What is required:
Reproduce the passage on the Snap Raster environment between "Any non-default setting" and "upper right corners.", inclusive.

Document segment:
The Snap Raster environment is used to snap or align an extent during execution. The lower left corner of the extent is snapped to a cell corner of the snap raster and the upper right corner is adjusted using the output cell size. As a result, when the output cell size is the same as the snap raster cell size, the cells in the output raster are aligned with the cells of the snap raster.
The extent to be snapped depends on the following:
- Input dataset(s)
- Output Extent environment setting
- Parameter extent of the tool (if it exists)
With the default option for the Extent environment setting, for a single input dataset, the extent is the same as that dataset. For multiple inputs, the extent is the intersection of those inputs. Note that some tools have a particular behavior with respect to how the extent is handled; check the help for the particular tool for more information.
Any non-default setting for the output extent (in other words, Union of Inputs, As Specified Below, or Same as Display) overrides the default input dataset extent. The parameter extent specified as a parameter input to a tool overrides the environment output extent.
The output extent after snapping can be the same as the pre-snapped extent, or it can be larger (but never smaller). This ensures that cells or features along the boundary are included during execution when the output extent is set to the input dataset.
How Snap Raster works
The purpose of the snap raster is to adjust the extent so that the cells in the output raster align with the cells in the snap raster.
For a given snap raster and an extent (extent to be snapped), as shown in figure (a) below, the output extent is determined by adjusting the lower left and upper right corners.
The lower left corner of the given extent is moved to the nearest snap raster cell corner in such a way that the new lower left corner is outside of the given extent. If the lower left corner of the given extent already coincides with a cell corner of the snap raster, no adjustment will be made. The upper right corner of the given extent is moved to the nearest output raster cell corner in such a way that the new upper right corner is outside the given extent.
The cell alignment of the output raster can be visualized by considering the adjusted lower left corner as the origin and drawing lines at an interval of the output cell size parallel to the horizontal and vertical axes. If the cell size of the output raster is the same as the snap raster, the upper right corner will end up coinciding with a cell corner of the snap raster as shown below in figure (b).
On the other hand, if the cell size of the output raster is smaller than the cell size of the snap raster, the upper right corner may not coincide with a cell corner of the snap raster, as shown in figure (c). If the upper left corner of the given extent already coincides with a cell corner of the output raster, no adjustment will be made.
Snapping usually results in a larger output extent than the given extent. The output raster may end up with an additional row or column, or both, as shown in figure (b). The cell value in the output raster depends on where the cell center falls on the input raster. In this example, the left column and the top row in the output raster ended up being NoData because the cell centers of these cells fall outside the input raster. A similar rule is applied when a feature class is used as input.

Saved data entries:
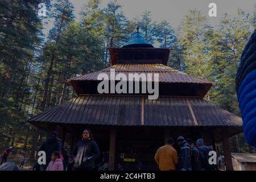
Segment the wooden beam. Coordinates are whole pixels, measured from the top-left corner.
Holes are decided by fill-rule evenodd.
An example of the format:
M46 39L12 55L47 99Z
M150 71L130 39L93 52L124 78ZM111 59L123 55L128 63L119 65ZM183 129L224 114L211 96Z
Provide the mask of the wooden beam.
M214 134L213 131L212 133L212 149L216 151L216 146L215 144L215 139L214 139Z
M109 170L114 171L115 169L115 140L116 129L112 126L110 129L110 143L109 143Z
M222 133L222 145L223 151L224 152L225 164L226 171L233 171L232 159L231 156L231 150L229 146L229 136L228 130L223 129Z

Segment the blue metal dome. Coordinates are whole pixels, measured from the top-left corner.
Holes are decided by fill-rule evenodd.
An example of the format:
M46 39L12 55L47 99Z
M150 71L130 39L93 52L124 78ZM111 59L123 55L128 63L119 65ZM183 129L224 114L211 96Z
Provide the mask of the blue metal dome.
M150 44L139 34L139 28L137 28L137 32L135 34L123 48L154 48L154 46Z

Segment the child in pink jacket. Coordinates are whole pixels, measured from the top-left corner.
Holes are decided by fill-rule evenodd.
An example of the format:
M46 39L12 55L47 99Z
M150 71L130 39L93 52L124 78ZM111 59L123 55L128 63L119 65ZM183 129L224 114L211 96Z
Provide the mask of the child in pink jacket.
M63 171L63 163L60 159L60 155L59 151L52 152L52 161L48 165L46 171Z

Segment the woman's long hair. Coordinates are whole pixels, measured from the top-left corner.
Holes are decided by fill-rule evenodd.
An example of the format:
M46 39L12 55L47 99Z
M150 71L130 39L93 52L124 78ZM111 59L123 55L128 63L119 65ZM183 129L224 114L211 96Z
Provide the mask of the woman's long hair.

--

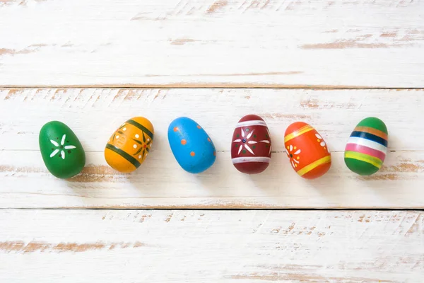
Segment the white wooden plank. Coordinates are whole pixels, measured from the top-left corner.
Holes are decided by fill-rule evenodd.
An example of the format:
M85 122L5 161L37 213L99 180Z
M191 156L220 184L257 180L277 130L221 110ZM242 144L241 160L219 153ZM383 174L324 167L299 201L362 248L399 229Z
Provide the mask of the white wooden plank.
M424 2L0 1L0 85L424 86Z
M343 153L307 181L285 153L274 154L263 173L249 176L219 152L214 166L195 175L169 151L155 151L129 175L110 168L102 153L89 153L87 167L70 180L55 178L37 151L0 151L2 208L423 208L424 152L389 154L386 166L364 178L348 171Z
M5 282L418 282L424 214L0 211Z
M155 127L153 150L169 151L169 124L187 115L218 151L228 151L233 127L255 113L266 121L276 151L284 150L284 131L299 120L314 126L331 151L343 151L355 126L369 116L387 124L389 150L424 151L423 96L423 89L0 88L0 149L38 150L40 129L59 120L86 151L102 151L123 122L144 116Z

Response area:
Any non-default setting for the output extent (in other words, Union of Inputs, As Specified Below, or Same as Display) overrides the default input dataset extent. The parameter extent specified as a parameter input to a tool overrides the environment output extent.
The output extent after snapping can be the same as the pre-snapped extent, or it can be larger (but never smaller). This ensures that cells or features along the boundary are included during execution when the output extent is set to the input dataset.
How Snap Raster works
The purpose of the snap raster is to adjust the extent so that the cells in the output raster align with the cells in the snap raster.
For a given snap raster and an extent (extent to be snapped), as shown in figure (a) below, the output extent is determined by adjusting the lower left and upper right corners.